- Records shown
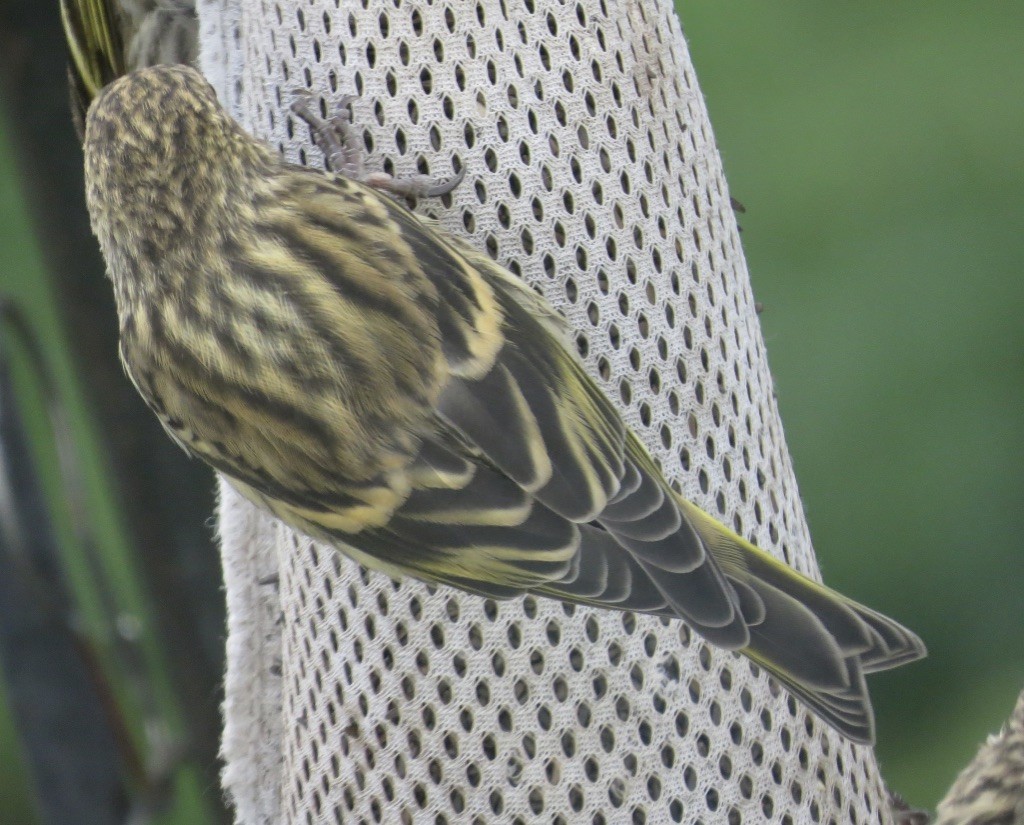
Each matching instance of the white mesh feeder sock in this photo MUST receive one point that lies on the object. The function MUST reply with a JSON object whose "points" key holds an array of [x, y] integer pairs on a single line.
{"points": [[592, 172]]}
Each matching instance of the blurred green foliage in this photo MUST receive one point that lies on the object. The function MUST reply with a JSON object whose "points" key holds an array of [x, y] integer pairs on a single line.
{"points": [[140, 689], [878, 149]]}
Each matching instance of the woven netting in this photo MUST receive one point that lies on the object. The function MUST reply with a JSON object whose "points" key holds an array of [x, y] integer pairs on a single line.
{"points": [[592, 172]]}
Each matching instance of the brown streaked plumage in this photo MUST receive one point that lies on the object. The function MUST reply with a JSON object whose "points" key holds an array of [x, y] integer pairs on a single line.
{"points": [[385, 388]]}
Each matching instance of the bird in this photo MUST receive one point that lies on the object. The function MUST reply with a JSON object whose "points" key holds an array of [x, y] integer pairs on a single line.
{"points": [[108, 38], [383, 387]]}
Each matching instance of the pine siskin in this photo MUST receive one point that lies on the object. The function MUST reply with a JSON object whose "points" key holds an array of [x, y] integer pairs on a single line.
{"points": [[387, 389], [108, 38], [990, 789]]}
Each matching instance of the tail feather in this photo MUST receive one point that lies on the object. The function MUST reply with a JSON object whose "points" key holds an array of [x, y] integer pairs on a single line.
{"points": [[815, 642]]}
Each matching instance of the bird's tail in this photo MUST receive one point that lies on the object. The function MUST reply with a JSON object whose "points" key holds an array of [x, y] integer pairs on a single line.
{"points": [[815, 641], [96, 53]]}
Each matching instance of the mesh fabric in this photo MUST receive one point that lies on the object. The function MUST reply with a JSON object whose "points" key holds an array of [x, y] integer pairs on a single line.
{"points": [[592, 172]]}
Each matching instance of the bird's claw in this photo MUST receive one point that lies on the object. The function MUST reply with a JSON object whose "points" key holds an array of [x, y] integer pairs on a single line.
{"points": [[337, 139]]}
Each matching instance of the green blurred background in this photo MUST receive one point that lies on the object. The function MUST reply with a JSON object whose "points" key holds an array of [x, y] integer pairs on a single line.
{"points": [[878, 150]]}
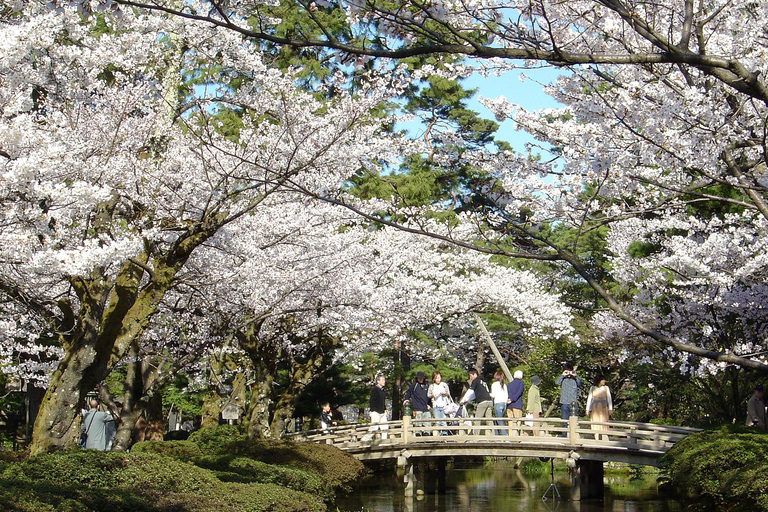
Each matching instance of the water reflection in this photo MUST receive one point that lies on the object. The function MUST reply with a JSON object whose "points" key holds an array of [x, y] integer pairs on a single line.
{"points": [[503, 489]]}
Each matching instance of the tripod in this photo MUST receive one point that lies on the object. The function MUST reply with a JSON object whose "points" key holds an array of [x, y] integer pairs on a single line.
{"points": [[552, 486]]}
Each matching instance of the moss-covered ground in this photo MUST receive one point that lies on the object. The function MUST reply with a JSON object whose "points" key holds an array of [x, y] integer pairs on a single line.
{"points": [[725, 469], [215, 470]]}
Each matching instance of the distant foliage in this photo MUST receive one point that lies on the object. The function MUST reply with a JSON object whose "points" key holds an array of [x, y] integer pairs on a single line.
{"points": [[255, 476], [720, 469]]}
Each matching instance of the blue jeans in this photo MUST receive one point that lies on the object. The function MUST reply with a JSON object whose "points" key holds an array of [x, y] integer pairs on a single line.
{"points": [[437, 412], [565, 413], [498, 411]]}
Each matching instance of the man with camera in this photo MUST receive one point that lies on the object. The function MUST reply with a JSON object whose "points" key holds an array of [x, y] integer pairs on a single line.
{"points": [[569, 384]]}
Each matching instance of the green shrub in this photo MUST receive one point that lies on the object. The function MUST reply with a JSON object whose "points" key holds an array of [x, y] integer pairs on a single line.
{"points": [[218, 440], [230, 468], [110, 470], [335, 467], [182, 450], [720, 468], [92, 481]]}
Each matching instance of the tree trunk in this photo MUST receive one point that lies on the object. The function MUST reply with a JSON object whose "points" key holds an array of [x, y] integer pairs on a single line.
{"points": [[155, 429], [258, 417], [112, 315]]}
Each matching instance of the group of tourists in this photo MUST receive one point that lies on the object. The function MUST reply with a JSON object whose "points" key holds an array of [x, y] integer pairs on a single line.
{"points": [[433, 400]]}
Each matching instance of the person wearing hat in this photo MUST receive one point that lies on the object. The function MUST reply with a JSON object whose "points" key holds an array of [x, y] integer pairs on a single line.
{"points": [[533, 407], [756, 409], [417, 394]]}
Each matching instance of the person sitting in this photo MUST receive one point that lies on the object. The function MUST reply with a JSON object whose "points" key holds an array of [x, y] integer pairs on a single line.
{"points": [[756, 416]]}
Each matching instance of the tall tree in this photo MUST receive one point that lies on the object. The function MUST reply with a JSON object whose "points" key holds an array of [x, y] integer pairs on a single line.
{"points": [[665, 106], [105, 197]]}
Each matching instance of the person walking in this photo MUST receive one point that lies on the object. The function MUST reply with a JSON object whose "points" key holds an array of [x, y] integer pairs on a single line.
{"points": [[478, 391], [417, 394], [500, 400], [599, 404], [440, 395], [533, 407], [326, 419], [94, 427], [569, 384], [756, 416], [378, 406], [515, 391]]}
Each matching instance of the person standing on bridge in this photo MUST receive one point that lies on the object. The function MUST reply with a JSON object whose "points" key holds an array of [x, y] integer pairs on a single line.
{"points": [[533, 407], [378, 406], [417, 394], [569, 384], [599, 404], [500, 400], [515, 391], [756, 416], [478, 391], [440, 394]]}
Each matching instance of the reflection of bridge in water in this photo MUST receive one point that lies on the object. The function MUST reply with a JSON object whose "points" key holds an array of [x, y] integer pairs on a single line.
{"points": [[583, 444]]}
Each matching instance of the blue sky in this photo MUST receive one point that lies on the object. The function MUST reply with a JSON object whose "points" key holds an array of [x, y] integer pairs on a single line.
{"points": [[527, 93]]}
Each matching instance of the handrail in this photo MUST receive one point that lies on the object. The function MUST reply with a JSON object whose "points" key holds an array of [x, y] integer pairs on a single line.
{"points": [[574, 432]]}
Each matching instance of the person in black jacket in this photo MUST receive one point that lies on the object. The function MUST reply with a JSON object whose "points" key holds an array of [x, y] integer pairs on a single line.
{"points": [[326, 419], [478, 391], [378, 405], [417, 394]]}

- Required work
Can you update the lines from the one with "Each matching instance of the handrail" through the end of the listing, changing "black jacket" to "dark coat" and leaving everything else as is? Give back only those lines.

- Full output
Each matching instance of the handrail in this photo MUST receive one point that lies on the object. The function MUST reply with a JSON object whose "points" key holds an array of [x, y] integer pairs on a single line.
{"points": [[574, 432]]}
Each matching instance of the person in dark coat in this photo MUST receive one point that lies on the object. The function MUST reply with a JSON object whose "points" key holds an array of [x, y] integer pairs on a single line.
{"points": [[326, 419], [478, 391], [378, 405], [417, 394]]}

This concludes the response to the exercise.